• _TAREAS_
- 1) Convierte en una lista breve el párrafo del texto que empieza con «Con los campos de trabajo forzado». Conserva sus datos principales.
- 2) Reproduce, por favor, el fragmento del texto desde «Sin embargo, la» hasta «como entes aberrados.» inclusive, sin cambiar nada.
- 3) Indica si cada afirmación concuerda con el texto. Responde sí o no y cita las palabras del texto que lo deciden: (a) Los padres de Pedrito lo llevaban al psicólogo. (b) Pachucho fue sorprendido en la década de los ochenta. (c) Fidel Castro concedió la entrevista a una reportera de un diario argentino.

== TEXTO PROPORCIONADO

CIENFUEGOS, Cuba, agosto, (Jagua Press, 173.203.82.38 ) – Uno de los pilares sobre los que en el pasado descansaba la retórica propagandística del régimen, era el de los programas sociales que había implementado y que utilizaba como paraban para ocultar, tras el brillo cegador de las gratuidades y el igualitarismo, los desmanes del poder. La podredumbre de la corrupción y el el autoritarismo, era atenuada por el perfume del falso humanismo con que se enmascaraba la irascible revolución.
Para quienes contemplaban y trataban de interpretar nuestra experiencia allende los mares, los programas de salud, educación, y seguridad social, entre otros, constituían el ejemplo más cercano del Paraíso en la Tierra. De la vieja y culta Europa venían a visitarnos exóticos intelectuales de la siniestra que extasiados cantaban loas al régimen, poniendo su granito de arena en la construcción del mito.
Sin embargo, la percepción que estos buenos señores tenían –y difundían- de Cuba andaba muy alejada de la realidad. Tal vez el primer despertar lo tuvieron algunos cuando supieron lo que acontecía en esta ardiente tierra del trópico con los “flojitos” (término peyorativo con el que calificaban los comunistas a los homosexuales). Muchas de las plumas que narraban la epopeya de la forja del Hombre Nuevo, pertenecían a ese grupo que la moral comunista consideraba un vergonzoso rezago del pasado pequeño burgués.
Con los campos de trabajo forzado de las UMAP, primero, la cárcel bajo la tipificación de peligrosidad social, o el exilio forzoso a través del puente marítimo del Mariel, en 1980, el régimen buscó deshacerse de quienes, por amar a alguien de su mismo sexo eran considerados por los comisarios políticos, guardianes de la moral revolucionaria, como entes aberrados.
El homosexualismo era considerado entonces por las escuelas de psicología de la extinta Unión Soviética, – de las cuales copiamos – como una enfermedad, una desviación en la conducta humana que tenía que ser curada medicamente. Todavía recuerdo cuando siendo yo un niño, los padres de Pedrito, un compañerito del barrio de mi misma edad, lo llevaban al psicólogo para tratar de curarlo de la “grave enfermedad” que le haría la vida imposible en nuestro paraíso socialista.
Por supuesto que fracasaron. Al final lo único que lograron fue que Pedrito hablase una voz algo más grave y perdiese para siempre, su autoestima y su dignidad.
Pachucho, “El Viejo espigón” como se le conocía en el mundo gay, la pasó peor. Fue sorprendido en la década de los setenta, en el baño público de la terminal de ómnibus local, en un apasionado encuentro con un desconocido y fue a dar con sus huesos, a la tenebrosa Prisión Provincial de Ariza.
Que las cosas fueron así lo testifica el mismo Fidel Castro, quien durante una entrevista concedida el año pasado a la reportera del diario mexicano “La Jornada” nombrada Carmen Lira Sade, reconoció tácitamente que hubo persecución en Cuba a los homosexuales. Al intentar explicar por qué permitió él los abusos, lo único que logró fue enlodar aun más, la imagen liberadora y liberal con que quiso siempre disfrazar su dictadura, que algunos insisten en llamar “proceso revolucionario”. Sin embargo no se equivocó cuando reconoció que el daño era irreparable.

====
== DATOS SIN PROCESAR

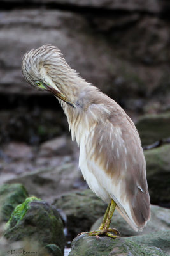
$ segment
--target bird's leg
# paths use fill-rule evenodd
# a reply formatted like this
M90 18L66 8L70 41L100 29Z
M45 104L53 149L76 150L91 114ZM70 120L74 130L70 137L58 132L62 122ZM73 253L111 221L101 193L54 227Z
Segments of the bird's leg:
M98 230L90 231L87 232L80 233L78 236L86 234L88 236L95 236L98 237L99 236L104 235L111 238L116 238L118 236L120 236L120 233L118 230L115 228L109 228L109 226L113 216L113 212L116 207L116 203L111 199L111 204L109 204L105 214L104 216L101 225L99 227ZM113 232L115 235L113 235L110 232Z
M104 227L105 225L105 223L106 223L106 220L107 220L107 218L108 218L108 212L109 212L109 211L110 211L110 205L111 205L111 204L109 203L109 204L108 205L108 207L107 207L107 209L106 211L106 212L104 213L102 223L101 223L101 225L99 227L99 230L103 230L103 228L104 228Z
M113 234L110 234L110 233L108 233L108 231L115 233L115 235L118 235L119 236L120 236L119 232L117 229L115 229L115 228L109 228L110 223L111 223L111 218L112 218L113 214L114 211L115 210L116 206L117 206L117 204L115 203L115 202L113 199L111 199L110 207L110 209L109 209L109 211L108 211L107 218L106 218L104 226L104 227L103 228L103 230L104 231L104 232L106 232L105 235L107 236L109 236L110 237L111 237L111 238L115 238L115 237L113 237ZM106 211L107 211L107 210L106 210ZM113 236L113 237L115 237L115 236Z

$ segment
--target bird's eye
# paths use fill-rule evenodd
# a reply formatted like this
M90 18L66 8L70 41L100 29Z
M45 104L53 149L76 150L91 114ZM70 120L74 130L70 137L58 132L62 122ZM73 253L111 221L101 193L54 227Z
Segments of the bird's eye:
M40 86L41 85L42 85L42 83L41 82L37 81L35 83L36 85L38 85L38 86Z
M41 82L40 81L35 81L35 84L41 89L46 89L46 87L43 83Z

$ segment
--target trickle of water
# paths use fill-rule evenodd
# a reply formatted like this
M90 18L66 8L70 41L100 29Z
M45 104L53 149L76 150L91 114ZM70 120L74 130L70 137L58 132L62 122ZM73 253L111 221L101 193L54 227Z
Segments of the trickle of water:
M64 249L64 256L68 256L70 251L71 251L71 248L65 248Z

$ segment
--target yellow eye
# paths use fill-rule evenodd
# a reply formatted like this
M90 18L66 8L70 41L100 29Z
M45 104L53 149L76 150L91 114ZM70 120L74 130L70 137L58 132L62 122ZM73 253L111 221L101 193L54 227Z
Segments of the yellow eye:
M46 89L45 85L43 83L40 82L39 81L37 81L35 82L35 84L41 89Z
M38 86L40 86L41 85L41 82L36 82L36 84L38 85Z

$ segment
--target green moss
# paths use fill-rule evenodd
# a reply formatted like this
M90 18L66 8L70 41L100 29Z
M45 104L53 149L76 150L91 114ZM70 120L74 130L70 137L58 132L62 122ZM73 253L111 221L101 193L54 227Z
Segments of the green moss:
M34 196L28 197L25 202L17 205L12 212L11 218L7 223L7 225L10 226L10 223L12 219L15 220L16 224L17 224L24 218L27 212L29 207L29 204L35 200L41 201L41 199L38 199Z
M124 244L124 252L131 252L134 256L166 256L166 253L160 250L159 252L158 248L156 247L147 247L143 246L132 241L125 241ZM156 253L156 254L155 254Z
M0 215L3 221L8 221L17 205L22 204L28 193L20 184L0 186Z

====
== DATOS SIN PROCESAR

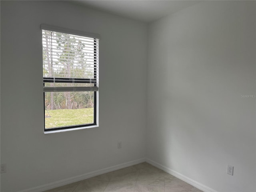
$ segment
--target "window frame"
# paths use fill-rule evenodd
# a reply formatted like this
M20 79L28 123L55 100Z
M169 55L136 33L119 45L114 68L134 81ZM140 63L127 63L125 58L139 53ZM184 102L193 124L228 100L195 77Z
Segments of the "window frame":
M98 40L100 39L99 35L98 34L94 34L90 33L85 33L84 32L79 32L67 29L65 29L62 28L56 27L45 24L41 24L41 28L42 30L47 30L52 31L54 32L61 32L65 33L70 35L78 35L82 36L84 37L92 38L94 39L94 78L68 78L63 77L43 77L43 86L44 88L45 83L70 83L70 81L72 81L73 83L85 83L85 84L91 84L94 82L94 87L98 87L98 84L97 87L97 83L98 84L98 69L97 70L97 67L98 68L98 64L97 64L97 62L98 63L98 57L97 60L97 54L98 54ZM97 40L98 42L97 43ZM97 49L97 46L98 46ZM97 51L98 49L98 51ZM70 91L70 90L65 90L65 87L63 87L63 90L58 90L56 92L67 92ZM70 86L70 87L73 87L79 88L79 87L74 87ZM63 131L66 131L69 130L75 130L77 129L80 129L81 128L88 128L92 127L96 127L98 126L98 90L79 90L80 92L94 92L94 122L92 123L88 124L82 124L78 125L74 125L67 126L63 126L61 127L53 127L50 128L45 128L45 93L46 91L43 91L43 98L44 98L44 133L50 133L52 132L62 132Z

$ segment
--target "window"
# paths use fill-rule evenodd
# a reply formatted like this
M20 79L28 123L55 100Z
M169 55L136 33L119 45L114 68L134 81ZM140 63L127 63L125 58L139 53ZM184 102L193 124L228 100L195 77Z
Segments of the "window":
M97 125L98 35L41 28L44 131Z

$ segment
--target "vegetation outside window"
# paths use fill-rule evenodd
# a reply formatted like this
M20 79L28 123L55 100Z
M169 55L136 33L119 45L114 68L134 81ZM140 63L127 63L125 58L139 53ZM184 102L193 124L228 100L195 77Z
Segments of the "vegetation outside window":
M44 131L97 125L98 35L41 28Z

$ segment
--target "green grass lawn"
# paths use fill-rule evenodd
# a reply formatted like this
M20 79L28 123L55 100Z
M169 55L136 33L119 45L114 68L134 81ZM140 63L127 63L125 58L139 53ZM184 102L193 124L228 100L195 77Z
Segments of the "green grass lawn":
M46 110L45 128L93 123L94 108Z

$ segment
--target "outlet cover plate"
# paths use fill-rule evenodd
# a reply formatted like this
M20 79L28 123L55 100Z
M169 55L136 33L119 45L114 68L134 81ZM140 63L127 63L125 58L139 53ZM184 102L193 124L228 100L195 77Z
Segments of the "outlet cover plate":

====
== DATOS SIN PROCESAR

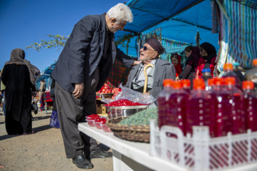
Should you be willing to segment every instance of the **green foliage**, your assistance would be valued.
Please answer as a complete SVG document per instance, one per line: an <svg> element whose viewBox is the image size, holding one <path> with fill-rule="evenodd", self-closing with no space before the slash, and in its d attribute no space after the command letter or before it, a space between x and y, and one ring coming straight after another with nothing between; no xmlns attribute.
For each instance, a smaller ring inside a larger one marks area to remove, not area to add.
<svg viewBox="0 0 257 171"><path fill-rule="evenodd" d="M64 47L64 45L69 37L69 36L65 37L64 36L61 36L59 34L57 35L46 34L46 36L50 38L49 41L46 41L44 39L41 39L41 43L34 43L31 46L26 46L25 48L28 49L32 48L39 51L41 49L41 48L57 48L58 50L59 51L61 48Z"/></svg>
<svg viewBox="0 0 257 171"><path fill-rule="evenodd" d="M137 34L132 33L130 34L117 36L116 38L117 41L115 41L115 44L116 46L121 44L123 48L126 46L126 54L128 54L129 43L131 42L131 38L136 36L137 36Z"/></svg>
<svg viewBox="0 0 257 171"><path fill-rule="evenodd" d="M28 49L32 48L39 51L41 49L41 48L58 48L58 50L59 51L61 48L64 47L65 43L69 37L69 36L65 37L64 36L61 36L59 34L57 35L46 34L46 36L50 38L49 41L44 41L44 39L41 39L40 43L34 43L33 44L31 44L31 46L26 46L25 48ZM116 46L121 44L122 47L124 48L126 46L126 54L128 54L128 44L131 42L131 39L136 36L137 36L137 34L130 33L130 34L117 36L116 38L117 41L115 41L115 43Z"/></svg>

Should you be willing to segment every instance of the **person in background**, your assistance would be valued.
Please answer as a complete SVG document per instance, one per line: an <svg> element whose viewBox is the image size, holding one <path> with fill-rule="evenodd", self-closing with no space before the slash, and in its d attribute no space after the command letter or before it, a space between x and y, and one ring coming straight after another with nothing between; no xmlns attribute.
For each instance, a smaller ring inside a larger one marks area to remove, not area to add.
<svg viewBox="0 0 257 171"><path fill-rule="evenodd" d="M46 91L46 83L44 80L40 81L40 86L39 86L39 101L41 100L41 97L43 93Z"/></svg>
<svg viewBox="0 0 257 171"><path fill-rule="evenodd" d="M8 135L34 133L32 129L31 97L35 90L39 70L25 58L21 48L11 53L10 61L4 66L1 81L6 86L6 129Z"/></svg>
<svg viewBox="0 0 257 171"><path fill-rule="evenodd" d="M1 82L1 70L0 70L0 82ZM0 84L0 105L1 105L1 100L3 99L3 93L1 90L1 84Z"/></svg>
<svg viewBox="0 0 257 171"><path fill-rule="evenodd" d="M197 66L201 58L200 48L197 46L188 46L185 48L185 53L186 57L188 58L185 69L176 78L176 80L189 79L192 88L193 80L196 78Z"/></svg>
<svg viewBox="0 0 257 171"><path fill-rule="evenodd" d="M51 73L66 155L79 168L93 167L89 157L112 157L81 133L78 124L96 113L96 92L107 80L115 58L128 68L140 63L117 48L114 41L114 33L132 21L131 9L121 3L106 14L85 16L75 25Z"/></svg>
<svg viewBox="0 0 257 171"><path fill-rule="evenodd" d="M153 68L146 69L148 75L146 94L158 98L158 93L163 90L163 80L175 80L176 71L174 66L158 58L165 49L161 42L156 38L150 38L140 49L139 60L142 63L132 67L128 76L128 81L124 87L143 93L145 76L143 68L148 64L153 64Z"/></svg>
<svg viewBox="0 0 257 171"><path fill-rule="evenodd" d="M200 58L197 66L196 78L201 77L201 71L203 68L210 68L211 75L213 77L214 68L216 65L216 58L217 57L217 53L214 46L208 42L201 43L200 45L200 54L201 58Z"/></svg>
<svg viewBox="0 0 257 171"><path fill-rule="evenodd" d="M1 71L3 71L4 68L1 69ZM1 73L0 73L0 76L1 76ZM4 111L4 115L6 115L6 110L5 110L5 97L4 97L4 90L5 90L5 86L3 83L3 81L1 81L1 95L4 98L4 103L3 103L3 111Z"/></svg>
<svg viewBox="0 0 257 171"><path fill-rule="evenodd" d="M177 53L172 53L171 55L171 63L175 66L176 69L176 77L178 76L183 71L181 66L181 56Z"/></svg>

====

• _RESPUESTAS POR TAREA_
- 1)
- El régimen buscó deshacerse de quienes amaban a alguien de su mismo sexo.
- Los comisarios políticos, guardianes de la moral revolucionaria, los consideraban entes aberrados.
- Medios empleados: primero, los campos de trabajo forzado de las UMAP; luego, la cárcel bajo la tipificación de peligrosidad social; y el exilio forzoso por el puente marítimo del Mariel, en 1980.

- 2)
Sin embargo, la percepción que estos buenos señores tenían –y difundían- de Cuba andaba muy alejada de la realidad. Tal vez el primer despertar lo tuvieron algunos cuando supieron lo que acontecía en esta ardiente tierra del trópico con los “flojitos” (término peyorativo con el que calificaban los comunistas a los homosexuales). Muchas de las plumas que narraban la epopeya de la forja del Hombre Nuevo, pertenecían a ese grupo que la moral comunista consideraba un vergonzoso rezago del pasado pequeño burgués.
Con los campos de trabajo forzado de las UMAP, primero, la cárcel bajo la tipificación de peligrosidad social, o el exilio forzoso a través del puente marítimo del Mariel, en 1980, el régimen buscó deshacerse de quienes, por amar a alguien de su mismo sexo eran considerados por los comisarios políticos, guardianes de la moral revolucionaria, como entes aberrados.

- 3)
(a) Sí: «lo llevaban al psicólogo para tratar de curarlo».
(b) No: «Fue sorprendido en la década de los setenta».
(c) No: «a la reportera del diario mexicano “La Jornada”».